### What the task requires:
Extract each line in the items below that contains the string "Query".

### Source data:

....................

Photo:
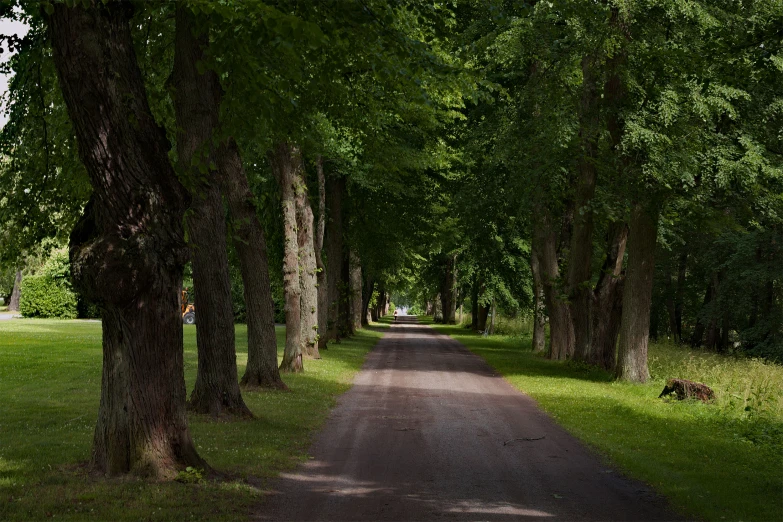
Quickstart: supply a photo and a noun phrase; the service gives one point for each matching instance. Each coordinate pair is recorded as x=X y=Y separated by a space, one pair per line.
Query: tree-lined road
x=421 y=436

....................

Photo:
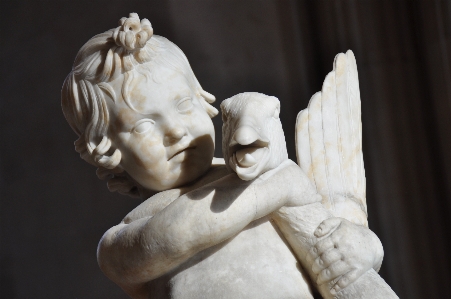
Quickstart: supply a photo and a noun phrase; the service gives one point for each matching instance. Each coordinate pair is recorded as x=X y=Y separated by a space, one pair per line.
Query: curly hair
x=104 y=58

....................

### Solution to the problem:
Query: tree-lined road
Query: curly hair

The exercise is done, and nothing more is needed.